BRIEF A - Locate every line of the records that contains the string "kitchen" and copy each of those lines.

====== EXTRACT ======

The paddles 40 are plate-like bodies, and a plurality of the plate-like bodies are attached at intervals along the outer periphery of a rotation shaft 40A. The guide members 41 are attached to a swing shaft 41A at the +Y side downstream of the discharge direction, and are configured to swing with the −Y side as the free end.

Upper rollers 42 provided above are provided downstream of the paddle 40 and the guide member 41 in the discharge direction of the medium P. Lower rollers 43 are provided on the first tray 35 located below the upper rollers 42. The upper rollers 42 and the lower rollers 43 are a discharging mechanism 50 that discharges the medium P from the first tray 35 to the second tray 37 described later.

In FIGS. 2 and 3, in the +Y direction of the first tray 35, the second tray 37 for receiving the medium P discharged from the first tray 35 is provided. The medium discharging apparatus 30 that discharges the medium P from the first tray 35 to the second tray 37 will be described in detail later.

The medium P discharged by the discharge roller pair 33 is placed on the first tray 35. The discharge-direction upstream end portion of the medium P discharged to the first tray 35, that is, the rear end E1 of the medium P comes into contact with the upstream end aligning member 38 and aligns therewith. In the case where a plurality of media P are placed on the first tray 35, the upstream end aligning member 38 aligns the rear ends E1 of the plurality of media P.

In addition, the first tray 35 is provided with width-direction aligning members 45 that align the end portions in the width direction of the medium P. The width-direction aligning members 45 are formed of, as illustrated in FIG. 3, a first aligning portion 45a provided in the +X direction as a first direction in the width direction with respect to the first tray 35, and a second aligning portion 45b provided in the −X direction as a second direction opposite to the first direction with respect to the first tray 35. In the width-direction aligning members 45, after the medium P has been placed between the first aligning portion 45a and the second aligning portion 45b, the end portions of the medium P in the width direction are aligned by the first aligning portion 45a and the second aligning portion 45b coming toward each other and coming into contact with end portions of the medium P in the width direction.

Subsequently, with reference to FIGS. 4 and 5, the placement of the medium P discharged by the discharge roller pair 33 on the first tray 35 will be described.

A front end E2 of the medium P discharged from the discharge roller pair 33 lands on a placement surface 35a of the first tray 35 as illustrated in the upper diagram of FIG. 4. The landing position of the medium P differs depending on the rigidity and size of the medium P. In the upper view of FIG. 4, the position G2 indicates a position in the case where the front end E2 of the medium P lands on the placement surface 35a without drooping. When the rigidity of the medium P is high, the medium P goes straight in the discharge direction and lands on the position G2 of the placement surface 35a. On the other hand, for example, in the case of plain paper or thin paper having a lower rigidity than plain paper, the front end E2 thereof hangs down and lands at a position upstream of the position G2 in the discharge direction, for example, a position indicated by reference symbol G1 in the upper drawing of FIG. 4.

====== RECORDS TO USE ======

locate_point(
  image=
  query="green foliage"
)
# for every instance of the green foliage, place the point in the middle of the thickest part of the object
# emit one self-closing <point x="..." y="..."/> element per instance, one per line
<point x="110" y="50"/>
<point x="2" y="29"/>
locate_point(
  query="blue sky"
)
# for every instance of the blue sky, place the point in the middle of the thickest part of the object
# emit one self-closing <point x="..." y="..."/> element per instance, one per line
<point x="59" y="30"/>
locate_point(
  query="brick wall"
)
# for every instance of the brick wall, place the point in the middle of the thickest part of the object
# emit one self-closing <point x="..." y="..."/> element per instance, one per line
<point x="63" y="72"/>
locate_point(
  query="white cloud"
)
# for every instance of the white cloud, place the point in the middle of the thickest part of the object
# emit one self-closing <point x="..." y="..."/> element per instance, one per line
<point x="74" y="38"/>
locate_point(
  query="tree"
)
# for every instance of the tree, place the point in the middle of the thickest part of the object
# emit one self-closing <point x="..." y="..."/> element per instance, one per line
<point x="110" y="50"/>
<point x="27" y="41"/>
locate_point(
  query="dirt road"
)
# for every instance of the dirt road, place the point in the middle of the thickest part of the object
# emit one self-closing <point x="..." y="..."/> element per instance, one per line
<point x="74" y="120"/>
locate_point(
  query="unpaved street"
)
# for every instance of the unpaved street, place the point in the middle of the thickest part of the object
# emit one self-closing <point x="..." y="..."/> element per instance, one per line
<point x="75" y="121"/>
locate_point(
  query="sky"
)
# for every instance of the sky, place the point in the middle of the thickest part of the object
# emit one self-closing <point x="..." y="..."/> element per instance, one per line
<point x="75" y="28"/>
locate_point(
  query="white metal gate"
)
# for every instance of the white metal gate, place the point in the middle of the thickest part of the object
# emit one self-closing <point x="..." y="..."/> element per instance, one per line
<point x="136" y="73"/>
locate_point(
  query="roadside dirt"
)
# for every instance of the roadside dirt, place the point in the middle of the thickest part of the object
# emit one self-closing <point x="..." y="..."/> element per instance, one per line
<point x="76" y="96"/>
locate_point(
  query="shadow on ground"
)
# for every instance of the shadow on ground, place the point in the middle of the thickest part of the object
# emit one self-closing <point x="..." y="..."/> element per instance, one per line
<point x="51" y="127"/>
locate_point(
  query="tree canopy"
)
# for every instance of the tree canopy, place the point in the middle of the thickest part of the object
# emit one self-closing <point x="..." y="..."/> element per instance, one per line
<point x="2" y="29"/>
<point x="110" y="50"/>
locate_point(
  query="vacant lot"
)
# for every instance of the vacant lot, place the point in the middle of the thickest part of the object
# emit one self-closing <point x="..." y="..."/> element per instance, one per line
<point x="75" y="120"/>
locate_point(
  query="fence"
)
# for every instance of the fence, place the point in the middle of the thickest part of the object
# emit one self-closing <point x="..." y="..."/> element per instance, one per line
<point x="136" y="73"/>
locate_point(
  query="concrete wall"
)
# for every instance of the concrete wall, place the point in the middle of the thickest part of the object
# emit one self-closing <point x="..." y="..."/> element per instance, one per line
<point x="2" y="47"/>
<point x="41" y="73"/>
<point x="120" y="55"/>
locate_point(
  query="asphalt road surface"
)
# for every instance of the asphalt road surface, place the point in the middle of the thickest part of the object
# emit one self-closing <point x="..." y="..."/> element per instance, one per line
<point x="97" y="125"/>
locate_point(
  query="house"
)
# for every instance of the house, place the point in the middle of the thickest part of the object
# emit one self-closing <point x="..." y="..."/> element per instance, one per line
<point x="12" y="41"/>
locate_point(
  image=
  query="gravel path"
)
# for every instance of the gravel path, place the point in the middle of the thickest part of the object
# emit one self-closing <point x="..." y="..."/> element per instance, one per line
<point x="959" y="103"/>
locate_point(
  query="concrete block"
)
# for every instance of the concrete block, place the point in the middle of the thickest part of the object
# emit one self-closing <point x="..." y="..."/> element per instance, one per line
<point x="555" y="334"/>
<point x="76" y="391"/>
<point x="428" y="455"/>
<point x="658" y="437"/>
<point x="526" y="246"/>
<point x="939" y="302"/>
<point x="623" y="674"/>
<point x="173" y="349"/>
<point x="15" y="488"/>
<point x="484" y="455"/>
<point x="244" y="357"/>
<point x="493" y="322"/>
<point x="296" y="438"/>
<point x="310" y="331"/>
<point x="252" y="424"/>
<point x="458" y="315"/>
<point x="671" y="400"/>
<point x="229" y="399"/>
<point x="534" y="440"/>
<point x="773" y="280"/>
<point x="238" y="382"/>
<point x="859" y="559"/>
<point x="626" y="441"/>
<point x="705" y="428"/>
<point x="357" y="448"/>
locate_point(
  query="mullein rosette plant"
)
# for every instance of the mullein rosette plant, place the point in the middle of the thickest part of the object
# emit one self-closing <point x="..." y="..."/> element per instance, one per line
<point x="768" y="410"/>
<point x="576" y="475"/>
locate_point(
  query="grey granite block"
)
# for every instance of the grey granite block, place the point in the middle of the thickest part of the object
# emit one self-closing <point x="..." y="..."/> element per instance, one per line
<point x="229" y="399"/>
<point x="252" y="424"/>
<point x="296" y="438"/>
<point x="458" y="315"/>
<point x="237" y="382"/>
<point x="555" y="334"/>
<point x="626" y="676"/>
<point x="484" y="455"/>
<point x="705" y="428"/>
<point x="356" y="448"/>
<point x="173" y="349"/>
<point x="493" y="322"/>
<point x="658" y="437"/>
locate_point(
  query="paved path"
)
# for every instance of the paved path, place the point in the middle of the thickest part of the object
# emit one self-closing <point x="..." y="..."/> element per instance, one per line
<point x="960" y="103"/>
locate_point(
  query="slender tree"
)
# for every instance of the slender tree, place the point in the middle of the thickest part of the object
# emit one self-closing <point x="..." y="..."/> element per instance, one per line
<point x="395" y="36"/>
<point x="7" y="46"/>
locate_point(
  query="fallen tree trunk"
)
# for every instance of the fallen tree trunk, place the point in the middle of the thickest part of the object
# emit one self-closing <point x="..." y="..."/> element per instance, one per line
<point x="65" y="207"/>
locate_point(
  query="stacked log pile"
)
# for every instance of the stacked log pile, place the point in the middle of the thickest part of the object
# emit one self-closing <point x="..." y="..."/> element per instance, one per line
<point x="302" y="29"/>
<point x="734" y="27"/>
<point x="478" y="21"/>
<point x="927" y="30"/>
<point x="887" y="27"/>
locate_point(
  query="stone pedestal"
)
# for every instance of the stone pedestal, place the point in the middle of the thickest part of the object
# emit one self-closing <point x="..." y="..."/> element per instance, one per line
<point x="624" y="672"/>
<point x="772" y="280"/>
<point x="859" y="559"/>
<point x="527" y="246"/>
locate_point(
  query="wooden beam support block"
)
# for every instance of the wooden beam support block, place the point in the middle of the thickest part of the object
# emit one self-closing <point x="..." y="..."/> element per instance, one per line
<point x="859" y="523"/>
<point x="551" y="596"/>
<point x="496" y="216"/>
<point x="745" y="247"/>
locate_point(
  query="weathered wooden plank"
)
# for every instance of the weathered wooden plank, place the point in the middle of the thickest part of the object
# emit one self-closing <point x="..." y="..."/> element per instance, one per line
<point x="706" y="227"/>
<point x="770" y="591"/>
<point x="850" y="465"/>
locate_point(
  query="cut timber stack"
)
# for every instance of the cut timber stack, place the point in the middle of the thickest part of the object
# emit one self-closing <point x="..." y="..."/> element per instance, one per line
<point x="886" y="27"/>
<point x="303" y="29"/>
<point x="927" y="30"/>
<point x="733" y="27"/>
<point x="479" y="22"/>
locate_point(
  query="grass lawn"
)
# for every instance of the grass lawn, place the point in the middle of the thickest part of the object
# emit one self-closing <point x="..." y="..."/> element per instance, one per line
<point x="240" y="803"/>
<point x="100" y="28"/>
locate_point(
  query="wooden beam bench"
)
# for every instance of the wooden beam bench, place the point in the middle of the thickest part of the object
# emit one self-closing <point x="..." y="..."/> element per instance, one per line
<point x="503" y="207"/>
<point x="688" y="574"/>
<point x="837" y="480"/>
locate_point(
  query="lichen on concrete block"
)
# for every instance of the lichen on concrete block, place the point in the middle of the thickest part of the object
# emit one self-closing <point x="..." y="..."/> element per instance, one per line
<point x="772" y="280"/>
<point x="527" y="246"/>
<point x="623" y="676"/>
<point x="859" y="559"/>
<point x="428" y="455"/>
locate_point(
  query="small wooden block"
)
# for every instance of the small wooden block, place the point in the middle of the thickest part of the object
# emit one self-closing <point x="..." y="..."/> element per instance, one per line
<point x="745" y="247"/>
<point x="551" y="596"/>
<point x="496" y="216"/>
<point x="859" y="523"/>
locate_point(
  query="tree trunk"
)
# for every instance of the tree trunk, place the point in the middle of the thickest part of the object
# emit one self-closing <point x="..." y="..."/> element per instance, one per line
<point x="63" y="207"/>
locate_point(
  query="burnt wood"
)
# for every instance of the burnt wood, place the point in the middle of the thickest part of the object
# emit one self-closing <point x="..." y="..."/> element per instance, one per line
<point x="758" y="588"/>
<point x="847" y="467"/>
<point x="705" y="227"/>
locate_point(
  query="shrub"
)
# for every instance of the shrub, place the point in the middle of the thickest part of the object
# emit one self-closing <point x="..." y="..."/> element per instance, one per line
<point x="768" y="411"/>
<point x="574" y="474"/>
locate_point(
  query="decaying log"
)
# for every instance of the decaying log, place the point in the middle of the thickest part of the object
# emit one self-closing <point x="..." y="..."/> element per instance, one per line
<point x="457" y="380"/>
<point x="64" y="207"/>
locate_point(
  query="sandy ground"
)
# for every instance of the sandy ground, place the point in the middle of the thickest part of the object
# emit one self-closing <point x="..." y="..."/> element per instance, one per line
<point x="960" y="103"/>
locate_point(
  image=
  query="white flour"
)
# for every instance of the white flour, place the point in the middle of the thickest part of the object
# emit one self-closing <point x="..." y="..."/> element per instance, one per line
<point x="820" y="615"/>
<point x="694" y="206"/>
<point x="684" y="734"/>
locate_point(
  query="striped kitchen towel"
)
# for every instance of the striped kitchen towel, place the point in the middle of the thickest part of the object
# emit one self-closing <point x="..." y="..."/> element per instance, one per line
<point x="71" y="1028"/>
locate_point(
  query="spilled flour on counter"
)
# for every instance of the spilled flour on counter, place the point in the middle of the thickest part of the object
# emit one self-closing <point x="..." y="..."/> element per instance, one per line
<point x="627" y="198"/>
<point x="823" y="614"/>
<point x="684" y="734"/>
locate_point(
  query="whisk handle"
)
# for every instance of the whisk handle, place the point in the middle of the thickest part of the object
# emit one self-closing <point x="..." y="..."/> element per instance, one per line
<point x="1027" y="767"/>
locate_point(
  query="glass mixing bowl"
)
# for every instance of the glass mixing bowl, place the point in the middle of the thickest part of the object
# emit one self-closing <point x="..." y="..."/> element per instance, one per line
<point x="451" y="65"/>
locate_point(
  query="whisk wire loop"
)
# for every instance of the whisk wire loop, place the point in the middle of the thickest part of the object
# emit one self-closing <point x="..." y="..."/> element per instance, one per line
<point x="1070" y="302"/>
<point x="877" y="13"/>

======

BRIEF B - Pick up the passage on the medium discharging apparatus and continue it from its last sentence.

REPLY A -
  query="striped kitchen towel"
# for every instance of the striped kitchen towel, place the point in the middle of the thickest part of the object

REPLY B -
After the front end E2 of the medium P lands on the placement surface 35a, the medium P travels in the discharge direction on the placement surface 35a until the rear end E1 is released from the nip of the discharge roller pair 33 as illustrated in the lower diagram of FIG. 4.

While the medium P is being discharged by the discharge roller pair 33, the guide members 41 are located at the retracted position as illustrated in the upper diagram of FIG. 4 and the lower diagram of FIG. 4, and the guide members 41 do not prevent the discharge of the medium P by the discharge roller pair 33.

When the rear end E1 of the medium P comes out of the nip of the discharge roller pair 33, the guide members 41 advance to an advanced position closer to the first tray 35 than the retracted position, as illustrated in the upper diagram of FIG. 5. The medium P falls on the placement surface 35a by its own weight, and is reliably placed on the placement surface 35a by the guide members 41 displaced from the retracted position to the advanced position. Thus, the medium P discharged from the discharge roller pair 33 can be appropriately guided to the first tray 35.

When the medium P is placed on the placement surface 35a, the paddles 40 rotate counterclockwise in the planar view of FIG. 5. The rotational direction of the paddles 40 is indicated by a white arrow in the lower diagram of FIG. 5. As the paddles 40 rotate while contacting the medium P, the medium P moves in a direction in which the rear end E1 is directed to the upstream end aligning member 38, and the rear end E1 is abutted against the upstream end aligning member 38. Consequently, the position of the rear end E1 of the medium P placed on the first tray 35 is aligned with the upstream end aligning member 38.

The paddles 40, in a state where the rotation shaft 40A is stopped, are in a position that does not prevent the discharge of the medium P by the discharge roller pair 33 as illustrated, for example, in the upper view of FIG. 4, and the paddles 40 rotate in contact with the medium P on the placement surface 35a as the rotation shaft 40A rotates as illustrated in the lower diagram of FIG. 5. In the present embodiment, the paddles 40 make one rotation with respect to one medium P, return to the position illustrated in the upper diagram in FIG. 4, and stop.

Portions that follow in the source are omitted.